◆ DIRECTION 1
Duplicate the passage of the Waterton trip journal from "Waterton National Park" up to and including "north of town.".
◆ DIRECTION 2
According to the Waterton trip journal, what gives both the red and the green argillite their color?
[start of SOURCE DOCUMENT]
Waterton National Park

August 12-13, 1995

After a long days drive including Glacier Park, we reached Waterton Village, heralded by the Prince of Wales Hotel on the hill north of town.

Driving into Waterton Village, we found Jeff and Darla in the room next to ours in the El Cortez and enjoyed the evening together. This little cafe was in walking distance from our rooms so we went there for dessert.

August 13

Darla, Jeff and Rod at the buffet breakfast at the Prince of Wales Hotel, Waterton Park, Canada. Rod has never been known to turn down a buffet breakfast, and this one had fantastic scenery to boot.

Darla and Jeff with the great view you get from the Hotel dining room. You look over Waterton Village and the Upper Waterton Lake, all the way down to the pillars on top of Citadel Peak at the far end of the lake.

The hill by the Prince of Wales is a popular picture-taking place. Although the visibility is good at lake level, it was cold and the wind was blowing very strongly.

We had gotten up early this morning with the hope of tackling the Carthew Trail, but with the high wind and the heavy cloud cover we could see up on the tops of the mountains, we decided to put off the ascent until tomorrow.

We decided to board the 73 ft ship International for the trip down to Goat Haunt at the south end of the lake. That involved crossing the U.S. border on the way down. Goat Haunt is a part of the U.S. Glacier National Park.

The cruise down the Upper Waterton Lake to the tiny outpost and dock at Goat Haunt was a relaxing one. The guide told us about the geology of the area and about the damage from the severe floods of spring 95. Darla and Jeff are standing by the information center which is a short walk around the end of the lake from the dock.

This is the view of the tiny outpost of Goat Haunt and our ship docked by it. It is taken from the information center shown above.

On the return trip, the guide pointed out Hell Roaring Canyon, which Jeff and Darla went by on their hike to Crypt Lake a couple of days ago.

There were a lot of interesting curves and folds in the rock strata, and we got more geology information from the knowledgable guide. She told us that the red and green argillite minerals both got their color from iron, which made red minerals when oxygen was present and green when it was not.

We got good views of the lush forest as we traveled up the lake, but the peaks were totally socked in with heavy cloud. It was a better day to be low than high.

The view above is one of the more famous mountains at the south end of Upper Waterton Lake called Citadel Peak. We were told that the strange pattern on the left was a glacial arrete, a sharp thin ridge carved by glacial action. We had hiked over an arrete structure called Crib Goch on a hike to the peak of Snowdon in north Wales.

The view at right shows the position of the Prince of Wales as seen from out on the lake. On the return trip it had warmed up enough for us to be comfortable out on the open upper deck. Even with spending 30 minutes at Goat Haunt, we still got back to Waterton before noon.
[end of SOURCE DOCUMENT]
[start of DATA]
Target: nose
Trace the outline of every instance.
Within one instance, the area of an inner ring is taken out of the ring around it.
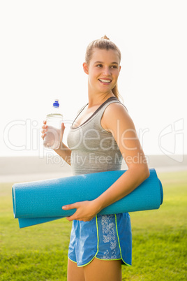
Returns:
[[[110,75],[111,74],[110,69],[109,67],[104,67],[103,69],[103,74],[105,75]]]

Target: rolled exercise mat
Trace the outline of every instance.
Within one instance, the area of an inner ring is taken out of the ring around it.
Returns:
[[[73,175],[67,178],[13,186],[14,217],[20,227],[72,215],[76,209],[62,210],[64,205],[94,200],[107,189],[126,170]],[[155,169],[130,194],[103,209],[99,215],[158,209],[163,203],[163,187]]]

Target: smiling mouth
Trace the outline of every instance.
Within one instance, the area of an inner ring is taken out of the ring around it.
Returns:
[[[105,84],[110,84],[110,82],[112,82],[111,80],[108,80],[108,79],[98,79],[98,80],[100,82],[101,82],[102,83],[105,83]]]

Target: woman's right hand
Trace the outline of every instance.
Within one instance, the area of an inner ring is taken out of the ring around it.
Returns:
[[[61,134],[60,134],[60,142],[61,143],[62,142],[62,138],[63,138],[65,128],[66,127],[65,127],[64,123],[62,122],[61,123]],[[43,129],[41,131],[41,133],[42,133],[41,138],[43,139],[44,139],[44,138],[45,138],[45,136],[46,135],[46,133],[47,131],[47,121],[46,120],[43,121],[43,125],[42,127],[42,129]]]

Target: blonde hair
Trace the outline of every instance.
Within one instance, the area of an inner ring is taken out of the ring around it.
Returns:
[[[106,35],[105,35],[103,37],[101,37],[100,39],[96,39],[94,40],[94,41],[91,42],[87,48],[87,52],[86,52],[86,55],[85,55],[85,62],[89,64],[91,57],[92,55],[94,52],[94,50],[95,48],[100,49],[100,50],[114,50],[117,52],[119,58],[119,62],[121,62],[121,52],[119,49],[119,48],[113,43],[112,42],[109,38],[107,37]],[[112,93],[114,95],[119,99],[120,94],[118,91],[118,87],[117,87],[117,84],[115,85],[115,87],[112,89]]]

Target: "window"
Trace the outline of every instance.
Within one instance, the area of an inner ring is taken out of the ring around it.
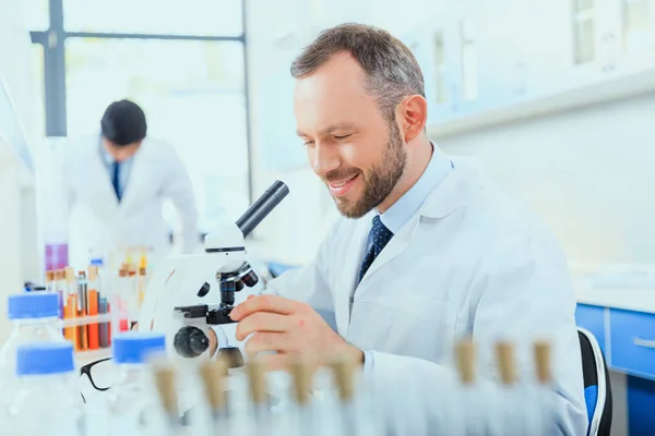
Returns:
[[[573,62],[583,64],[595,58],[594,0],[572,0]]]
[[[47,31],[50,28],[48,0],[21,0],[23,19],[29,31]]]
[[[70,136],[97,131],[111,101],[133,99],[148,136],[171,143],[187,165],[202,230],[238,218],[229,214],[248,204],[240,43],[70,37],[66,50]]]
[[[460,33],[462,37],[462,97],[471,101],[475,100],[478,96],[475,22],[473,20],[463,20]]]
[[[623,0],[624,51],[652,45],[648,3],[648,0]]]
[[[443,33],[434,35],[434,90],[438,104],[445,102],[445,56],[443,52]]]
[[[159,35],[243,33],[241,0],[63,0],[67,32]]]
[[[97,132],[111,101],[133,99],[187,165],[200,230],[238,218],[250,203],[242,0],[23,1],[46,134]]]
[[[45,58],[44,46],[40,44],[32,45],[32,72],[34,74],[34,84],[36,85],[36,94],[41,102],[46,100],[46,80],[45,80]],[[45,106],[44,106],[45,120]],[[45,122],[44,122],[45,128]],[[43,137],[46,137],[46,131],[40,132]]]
[end of DATA]
[start of DATA]
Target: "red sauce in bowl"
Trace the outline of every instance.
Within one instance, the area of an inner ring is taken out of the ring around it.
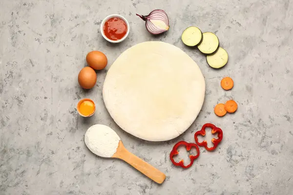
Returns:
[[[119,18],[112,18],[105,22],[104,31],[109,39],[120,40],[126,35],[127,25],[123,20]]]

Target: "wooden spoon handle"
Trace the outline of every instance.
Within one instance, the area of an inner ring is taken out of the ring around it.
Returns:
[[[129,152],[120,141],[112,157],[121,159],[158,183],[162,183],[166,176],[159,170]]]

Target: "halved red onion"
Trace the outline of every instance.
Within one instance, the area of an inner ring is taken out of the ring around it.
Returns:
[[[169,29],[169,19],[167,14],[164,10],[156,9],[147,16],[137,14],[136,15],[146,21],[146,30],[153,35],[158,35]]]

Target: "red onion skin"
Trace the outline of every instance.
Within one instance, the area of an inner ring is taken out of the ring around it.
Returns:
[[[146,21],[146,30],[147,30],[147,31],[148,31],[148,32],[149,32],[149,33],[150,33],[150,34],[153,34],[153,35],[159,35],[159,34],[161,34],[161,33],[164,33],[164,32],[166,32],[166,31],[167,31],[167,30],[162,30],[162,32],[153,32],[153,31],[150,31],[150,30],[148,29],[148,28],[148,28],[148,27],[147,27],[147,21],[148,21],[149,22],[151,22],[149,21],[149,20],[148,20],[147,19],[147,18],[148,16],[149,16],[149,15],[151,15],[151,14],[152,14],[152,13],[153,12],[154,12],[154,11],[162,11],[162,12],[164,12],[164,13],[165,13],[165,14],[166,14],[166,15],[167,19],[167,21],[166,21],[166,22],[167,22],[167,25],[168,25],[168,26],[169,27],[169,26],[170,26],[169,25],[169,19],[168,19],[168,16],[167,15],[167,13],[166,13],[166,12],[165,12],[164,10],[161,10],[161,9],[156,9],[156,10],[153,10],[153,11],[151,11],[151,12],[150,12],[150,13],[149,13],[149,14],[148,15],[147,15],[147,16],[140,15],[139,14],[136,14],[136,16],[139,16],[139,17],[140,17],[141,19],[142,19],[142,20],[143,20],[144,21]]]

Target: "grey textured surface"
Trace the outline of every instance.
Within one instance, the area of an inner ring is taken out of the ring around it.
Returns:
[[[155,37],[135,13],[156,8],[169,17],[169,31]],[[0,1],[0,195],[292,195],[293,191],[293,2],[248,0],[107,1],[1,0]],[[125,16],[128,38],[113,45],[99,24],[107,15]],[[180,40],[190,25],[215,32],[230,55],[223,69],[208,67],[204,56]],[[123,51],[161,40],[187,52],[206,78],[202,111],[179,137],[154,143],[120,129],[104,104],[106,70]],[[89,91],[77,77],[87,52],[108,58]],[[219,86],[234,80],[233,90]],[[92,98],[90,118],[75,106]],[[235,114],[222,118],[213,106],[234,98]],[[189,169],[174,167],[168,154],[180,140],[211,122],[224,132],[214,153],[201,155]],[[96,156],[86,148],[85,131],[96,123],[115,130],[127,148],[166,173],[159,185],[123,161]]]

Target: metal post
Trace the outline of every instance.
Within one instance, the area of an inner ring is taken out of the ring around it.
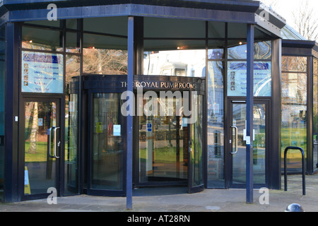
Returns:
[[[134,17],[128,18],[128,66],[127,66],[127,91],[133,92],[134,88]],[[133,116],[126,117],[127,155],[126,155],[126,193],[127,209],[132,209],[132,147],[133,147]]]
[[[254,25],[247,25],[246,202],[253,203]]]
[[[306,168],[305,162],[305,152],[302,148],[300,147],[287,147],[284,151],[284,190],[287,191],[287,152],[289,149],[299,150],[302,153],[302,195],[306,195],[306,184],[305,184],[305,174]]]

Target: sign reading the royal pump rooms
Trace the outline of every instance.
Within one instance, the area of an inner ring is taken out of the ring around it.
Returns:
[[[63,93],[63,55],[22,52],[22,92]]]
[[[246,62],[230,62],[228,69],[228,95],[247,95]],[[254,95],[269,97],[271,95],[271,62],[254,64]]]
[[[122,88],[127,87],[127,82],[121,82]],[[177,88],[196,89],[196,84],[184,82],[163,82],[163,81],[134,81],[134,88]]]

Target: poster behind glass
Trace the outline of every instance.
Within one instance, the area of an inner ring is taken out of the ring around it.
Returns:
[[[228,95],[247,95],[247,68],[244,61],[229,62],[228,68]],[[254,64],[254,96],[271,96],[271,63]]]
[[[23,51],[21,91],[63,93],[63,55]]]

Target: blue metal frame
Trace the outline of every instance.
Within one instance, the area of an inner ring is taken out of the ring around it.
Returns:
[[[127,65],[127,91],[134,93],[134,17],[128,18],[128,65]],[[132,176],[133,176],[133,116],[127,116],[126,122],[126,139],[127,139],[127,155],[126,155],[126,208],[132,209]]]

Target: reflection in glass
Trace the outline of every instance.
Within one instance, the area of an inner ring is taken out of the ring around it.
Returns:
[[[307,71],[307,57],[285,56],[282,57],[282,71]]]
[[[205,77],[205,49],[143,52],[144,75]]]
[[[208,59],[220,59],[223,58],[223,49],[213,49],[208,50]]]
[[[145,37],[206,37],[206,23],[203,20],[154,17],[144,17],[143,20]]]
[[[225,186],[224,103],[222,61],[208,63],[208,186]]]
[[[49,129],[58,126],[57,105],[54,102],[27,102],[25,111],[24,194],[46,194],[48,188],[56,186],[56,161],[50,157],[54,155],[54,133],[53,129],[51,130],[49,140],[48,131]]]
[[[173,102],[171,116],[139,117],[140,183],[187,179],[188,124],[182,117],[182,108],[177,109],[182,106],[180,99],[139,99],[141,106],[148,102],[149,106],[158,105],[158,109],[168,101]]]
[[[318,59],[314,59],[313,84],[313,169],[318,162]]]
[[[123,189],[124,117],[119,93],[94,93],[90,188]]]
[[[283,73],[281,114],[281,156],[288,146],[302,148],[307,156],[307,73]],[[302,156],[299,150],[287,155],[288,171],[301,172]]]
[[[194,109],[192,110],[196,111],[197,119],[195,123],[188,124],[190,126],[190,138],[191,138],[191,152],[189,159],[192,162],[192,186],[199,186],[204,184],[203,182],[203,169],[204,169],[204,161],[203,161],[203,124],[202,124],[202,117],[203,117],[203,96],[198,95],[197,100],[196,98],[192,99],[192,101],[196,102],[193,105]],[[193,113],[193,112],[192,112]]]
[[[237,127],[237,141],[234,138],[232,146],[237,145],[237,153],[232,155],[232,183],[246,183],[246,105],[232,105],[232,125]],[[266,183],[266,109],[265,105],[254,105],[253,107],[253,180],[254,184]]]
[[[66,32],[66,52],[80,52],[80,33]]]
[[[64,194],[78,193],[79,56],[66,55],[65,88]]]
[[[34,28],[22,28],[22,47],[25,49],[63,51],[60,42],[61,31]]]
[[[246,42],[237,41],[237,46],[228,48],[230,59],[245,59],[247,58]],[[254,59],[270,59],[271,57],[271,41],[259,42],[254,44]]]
[end of DATA]
[start of DATA]
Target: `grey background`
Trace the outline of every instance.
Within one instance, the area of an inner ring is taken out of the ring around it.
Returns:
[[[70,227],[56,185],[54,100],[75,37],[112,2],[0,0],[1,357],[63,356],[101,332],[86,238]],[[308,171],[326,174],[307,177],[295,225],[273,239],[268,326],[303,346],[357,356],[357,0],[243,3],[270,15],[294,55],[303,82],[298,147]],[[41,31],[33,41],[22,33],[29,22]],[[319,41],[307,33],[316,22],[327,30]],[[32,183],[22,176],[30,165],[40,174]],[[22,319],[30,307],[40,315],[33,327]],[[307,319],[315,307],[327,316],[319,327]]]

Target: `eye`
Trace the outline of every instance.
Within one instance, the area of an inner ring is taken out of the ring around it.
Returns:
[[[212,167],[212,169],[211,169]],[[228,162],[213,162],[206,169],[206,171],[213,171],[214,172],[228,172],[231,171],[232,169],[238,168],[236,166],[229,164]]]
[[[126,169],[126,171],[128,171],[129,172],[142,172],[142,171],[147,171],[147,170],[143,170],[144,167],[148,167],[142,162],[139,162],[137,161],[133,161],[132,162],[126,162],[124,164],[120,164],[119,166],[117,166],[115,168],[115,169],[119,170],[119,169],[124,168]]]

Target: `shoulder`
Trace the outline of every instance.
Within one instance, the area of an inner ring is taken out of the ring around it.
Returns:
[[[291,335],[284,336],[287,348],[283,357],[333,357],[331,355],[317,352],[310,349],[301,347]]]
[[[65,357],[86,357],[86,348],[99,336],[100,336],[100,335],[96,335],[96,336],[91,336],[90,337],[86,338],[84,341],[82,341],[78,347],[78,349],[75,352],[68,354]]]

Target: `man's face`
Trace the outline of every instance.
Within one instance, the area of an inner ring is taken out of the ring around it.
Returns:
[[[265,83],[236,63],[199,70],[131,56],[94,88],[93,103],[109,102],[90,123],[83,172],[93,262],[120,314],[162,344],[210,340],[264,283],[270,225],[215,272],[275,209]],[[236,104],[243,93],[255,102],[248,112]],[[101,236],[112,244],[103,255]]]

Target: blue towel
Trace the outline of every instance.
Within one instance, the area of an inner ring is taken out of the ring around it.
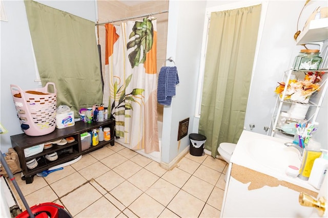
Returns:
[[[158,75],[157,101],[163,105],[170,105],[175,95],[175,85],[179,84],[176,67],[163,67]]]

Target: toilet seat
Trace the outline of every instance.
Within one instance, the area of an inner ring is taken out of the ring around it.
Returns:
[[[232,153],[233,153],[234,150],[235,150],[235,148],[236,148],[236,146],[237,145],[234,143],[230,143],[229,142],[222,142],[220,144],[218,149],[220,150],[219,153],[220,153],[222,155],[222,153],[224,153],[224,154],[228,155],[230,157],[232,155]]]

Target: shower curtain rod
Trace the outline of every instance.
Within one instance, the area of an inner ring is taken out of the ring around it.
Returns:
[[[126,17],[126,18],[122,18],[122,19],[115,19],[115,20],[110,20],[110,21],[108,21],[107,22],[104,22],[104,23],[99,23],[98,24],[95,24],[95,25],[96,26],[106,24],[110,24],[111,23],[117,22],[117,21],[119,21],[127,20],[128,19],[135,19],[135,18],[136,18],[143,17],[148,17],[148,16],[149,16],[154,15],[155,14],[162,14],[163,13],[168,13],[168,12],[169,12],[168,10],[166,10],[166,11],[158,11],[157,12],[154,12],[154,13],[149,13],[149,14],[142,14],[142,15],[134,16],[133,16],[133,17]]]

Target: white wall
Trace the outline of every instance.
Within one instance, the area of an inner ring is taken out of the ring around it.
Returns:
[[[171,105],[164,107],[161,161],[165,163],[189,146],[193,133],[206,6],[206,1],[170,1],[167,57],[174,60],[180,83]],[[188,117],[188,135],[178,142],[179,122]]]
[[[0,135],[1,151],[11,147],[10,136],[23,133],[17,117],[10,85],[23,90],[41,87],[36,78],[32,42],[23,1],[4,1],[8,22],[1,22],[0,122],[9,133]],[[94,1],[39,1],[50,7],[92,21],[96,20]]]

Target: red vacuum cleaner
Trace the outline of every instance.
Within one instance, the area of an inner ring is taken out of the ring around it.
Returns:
[end of DATA]
◆ TASK ANSWER 1
Waterton National Park

August 12-13, 1995

After a long days drive including Glacier Park, we reached Waterton Village, heralded by the Prince of Wales Hotel on the hill north of town.

◆ TASK ANSWER 2
Iron gives both their color. It makes red minerals when oxygen is present and green ones when it is not.